── Extract to read ──

From: Sean Christopherson <seanjc@google.com>
To: Vishal Annapurve <vannapurve@google.com>
Cc: Dave Hansen <dave.hansen@intel.com>,
x86@kernel.org, linux-kernel@vger.kernel.org,
pbonzini@redhat.com, erdemaktas@google.com,
ackerleytng@google.com, jxgao@google.com, sagis@google.com,
oupton@google.com, pgonda@google.com, kirill@shutemov.name,
dave.hansen@linux.intel.com, linux-coco@lists.linux.dev,
chao.p.peng@linux.intel.com, isaku.yamahata@gmail.com
Subject: Re: [PATCH 1/1] x86/tdx: Route safe halt execution via tdx_safe_halt
Date: Tue, 28 Jan 2025 16:45:35 -0800 [thread overview]
Message-ID: <Z5l6L3Hen9_Y3SGC@google.com> (raw)
In-Reply-To: <CAGtprH_1hc35um_47n=TMJzXAvpa7LY6kyXUafjJt3sPCosC_w@mail.gmail.com>
On Tue, Jan 28, 2025, Vishal Annapurve wrote:
> On Tue, Jan 28, 2025 at 2:08 PM Dave Hansen <dave.hansen@intel.com> wrote:
> > Do you have any thoughts on why nobody has hit this up to now? Are TDX
> > users not enabling PARAVIRT_XXL? Not using ACPI?
>
> This has been a long-standing issue which would show up visibly with
> certain workloads where vcpus hit idle loop quite often during the
> runtime. I was only able to recently spend some time towards
> understanding the cause properly.
...
> > > @@ -1083,6 +1089,15 @@ void __init tdx_early_init(void)
> > > x86_platform.guest.enc_kexec_begin = tdx_kexec_begin;
> > > x86_platform.guest.enc_kexec_finish = tdx_kexec_finish;
> > >
> > > +#ifdef CONFIG_PARAVIRT_XXL
> > > + /*
> > > + * halt instruction execution is not atomic for TDX VMs as it generates
> > > + * #VEs, so otherwise "safe" halt invocations which cause interrupts to
> > > + * get enabled right after halt instruction don't work for TDX VMs.
> > > + */
> > > + pv_ops.irq.safe_halt = tdx_safe_halt;
> > > +#endif
> > The basic bug here was that there was a path to a hlt instruction that
> > folks didn't realize. This patch fixes the basic bug and gives us a nice
> > warning if there are additional paths that weren't imagined.
> >
> > But it doesn't really help us audit the code to make it clear that TDX
> > guest kernel's _can't_ screw up hlt again the same way. This, for
> > instance would make it pretty clear:
> >
> > static __always_inline void native_safe_halt(void)
> > {
> > if (cpu_feature_enabled(X86_FEATURE_TDX_GUEST))
> > tdx_safe_halt();
This incorrectly assumes the hypervisor is intercepting HLT. If the VM is given
a slice of hardware, HLT-exiting may be disabled, in which case it's desirable
for the guest to natively execute HLT, as the latencies to get in and out of "HLT"
are lower, especially for TDX guests. Such a VM would hopefully have MONITOR/MWAIT
available as well, but even if that were the case, the admin could select HLT for
idling.

───
── Entries ──

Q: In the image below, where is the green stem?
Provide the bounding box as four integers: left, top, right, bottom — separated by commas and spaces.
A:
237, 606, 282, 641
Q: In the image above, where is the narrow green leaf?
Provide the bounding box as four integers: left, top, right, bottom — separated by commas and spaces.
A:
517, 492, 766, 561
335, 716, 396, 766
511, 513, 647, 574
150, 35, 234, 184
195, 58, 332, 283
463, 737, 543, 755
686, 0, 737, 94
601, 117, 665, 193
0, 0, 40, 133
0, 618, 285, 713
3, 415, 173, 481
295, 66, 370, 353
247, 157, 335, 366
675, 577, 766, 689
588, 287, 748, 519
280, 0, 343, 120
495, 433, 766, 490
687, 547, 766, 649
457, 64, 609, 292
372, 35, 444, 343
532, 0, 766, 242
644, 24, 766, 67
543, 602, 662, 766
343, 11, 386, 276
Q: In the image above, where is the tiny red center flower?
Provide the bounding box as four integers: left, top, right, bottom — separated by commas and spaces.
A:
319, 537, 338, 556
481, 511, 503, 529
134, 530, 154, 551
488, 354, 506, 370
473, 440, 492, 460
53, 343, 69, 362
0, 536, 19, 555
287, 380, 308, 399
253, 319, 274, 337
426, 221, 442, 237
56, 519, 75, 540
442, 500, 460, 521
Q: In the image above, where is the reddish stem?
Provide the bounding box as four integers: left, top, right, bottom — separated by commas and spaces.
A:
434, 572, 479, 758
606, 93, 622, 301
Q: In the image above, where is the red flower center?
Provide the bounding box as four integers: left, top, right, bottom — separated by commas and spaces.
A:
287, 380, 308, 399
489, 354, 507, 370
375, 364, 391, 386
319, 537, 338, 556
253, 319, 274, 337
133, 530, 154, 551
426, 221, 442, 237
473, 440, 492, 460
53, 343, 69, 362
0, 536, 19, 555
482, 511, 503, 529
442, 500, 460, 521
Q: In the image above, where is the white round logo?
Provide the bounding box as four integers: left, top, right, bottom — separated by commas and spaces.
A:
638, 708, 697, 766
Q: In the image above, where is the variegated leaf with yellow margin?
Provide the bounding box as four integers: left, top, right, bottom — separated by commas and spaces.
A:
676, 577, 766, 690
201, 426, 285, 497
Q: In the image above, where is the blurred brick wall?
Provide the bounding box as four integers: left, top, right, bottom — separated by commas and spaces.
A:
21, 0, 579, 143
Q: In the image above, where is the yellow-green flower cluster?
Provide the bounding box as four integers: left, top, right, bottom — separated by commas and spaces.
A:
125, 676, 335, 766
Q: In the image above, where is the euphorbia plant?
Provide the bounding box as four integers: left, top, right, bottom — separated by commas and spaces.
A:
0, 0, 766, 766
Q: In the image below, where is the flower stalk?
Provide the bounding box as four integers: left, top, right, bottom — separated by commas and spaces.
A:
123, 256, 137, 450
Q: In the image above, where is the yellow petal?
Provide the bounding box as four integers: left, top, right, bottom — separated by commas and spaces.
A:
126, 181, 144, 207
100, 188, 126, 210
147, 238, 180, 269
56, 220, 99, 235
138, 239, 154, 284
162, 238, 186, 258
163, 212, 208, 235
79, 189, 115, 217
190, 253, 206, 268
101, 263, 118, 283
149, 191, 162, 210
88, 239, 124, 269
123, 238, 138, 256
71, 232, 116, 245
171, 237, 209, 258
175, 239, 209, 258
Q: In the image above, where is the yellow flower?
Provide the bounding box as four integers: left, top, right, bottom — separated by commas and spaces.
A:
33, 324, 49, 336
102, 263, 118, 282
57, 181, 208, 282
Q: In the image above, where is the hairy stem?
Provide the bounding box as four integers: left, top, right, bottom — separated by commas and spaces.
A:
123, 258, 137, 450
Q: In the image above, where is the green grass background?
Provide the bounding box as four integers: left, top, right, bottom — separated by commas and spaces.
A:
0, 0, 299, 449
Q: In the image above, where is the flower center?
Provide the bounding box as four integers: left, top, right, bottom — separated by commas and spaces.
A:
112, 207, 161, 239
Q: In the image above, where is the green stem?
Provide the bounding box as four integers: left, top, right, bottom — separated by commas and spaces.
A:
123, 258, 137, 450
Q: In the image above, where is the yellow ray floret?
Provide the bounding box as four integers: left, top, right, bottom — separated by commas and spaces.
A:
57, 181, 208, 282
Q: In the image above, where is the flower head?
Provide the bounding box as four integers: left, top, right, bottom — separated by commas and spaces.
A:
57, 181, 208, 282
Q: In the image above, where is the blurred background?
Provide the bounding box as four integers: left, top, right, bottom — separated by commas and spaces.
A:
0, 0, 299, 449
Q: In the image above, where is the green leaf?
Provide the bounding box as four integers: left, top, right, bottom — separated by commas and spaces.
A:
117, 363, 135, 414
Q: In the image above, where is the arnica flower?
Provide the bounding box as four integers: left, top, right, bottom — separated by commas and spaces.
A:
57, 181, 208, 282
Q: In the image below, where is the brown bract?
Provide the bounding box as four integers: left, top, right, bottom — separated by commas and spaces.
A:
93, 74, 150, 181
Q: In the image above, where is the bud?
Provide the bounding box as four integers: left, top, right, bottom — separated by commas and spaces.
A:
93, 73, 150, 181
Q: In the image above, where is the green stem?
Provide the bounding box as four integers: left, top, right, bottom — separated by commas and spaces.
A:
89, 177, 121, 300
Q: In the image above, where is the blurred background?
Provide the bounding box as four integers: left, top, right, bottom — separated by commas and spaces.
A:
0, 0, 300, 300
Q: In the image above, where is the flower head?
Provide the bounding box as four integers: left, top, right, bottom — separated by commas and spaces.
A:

───

■ Challenges
**A.** Answer these questions from the TDX halt email thread, one line each:
(i) According to the code comment in the patch, why is halt instruction execution not atomic for TDX VMs?
(ii) In Vishal Annapurve's reply, what kind of workloads would make the issue show up visibly?
(iii) According to Sean Christopherson, why is it desirable for the guest to execute HLT natively when HLT-exiting is disabled?
**B.** Please translate this sentence from the TDX halt email thread into Spanish: "This patch fixes the basic bug and gives us a nice warning if there are additional paths that weren't imagined."

■ Answers to the exercises
**A.**
(i) It generates #VEs.
(ii) Workloads where vcpus hit the idle loop quite often during runtime.
(iii) The latencies to get in and out of "HLT" are lower, especially for TDX guests.

**B.** Este parche corrige el error básico y nos da una buena advertencia si hay rutas adicionales que no se habían imaginado.